- _PROBLEM STATEMENT_: List every line in the listing below that contains the string "crowd", copying each line in full.

════

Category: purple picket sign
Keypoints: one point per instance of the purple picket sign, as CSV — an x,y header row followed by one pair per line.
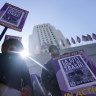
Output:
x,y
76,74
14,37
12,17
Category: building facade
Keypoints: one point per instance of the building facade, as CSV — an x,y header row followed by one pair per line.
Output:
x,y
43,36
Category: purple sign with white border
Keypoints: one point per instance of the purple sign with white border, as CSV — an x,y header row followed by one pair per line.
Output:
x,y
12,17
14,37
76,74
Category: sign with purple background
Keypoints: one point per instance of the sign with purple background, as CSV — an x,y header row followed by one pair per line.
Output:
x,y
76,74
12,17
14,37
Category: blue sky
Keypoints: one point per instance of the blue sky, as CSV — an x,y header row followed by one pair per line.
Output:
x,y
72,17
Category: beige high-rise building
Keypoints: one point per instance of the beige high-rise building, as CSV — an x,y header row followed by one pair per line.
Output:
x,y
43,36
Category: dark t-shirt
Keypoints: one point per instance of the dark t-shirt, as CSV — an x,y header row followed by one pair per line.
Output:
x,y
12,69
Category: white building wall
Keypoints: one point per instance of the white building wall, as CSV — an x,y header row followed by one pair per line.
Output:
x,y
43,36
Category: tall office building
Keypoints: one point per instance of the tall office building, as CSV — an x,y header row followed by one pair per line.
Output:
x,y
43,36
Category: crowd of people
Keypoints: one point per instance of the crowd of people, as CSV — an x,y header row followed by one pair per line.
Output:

════

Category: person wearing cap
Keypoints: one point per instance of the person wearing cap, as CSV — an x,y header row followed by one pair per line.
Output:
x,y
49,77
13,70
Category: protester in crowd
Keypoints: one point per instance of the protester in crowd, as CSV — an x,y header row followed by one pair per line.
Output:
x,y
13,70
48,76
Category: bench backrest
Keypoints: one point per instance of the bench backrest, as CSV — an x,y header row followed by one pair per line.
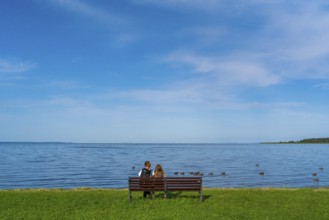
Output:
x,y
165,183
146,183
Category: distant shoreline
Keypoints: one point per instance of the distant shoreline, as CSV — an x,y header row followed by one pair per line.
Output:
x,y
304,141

════

- _ANSWER FOR THIS EXERCISE_:
Category: crowd of people
Keypoints: one point per instance of the crowd of people, as CSV — an x,y header row followed by one pair per line.
Category: protester in crowd
Keypoints: one point per instance of the protester in crowd, as CSV — an x,y header row followed by one pair per line.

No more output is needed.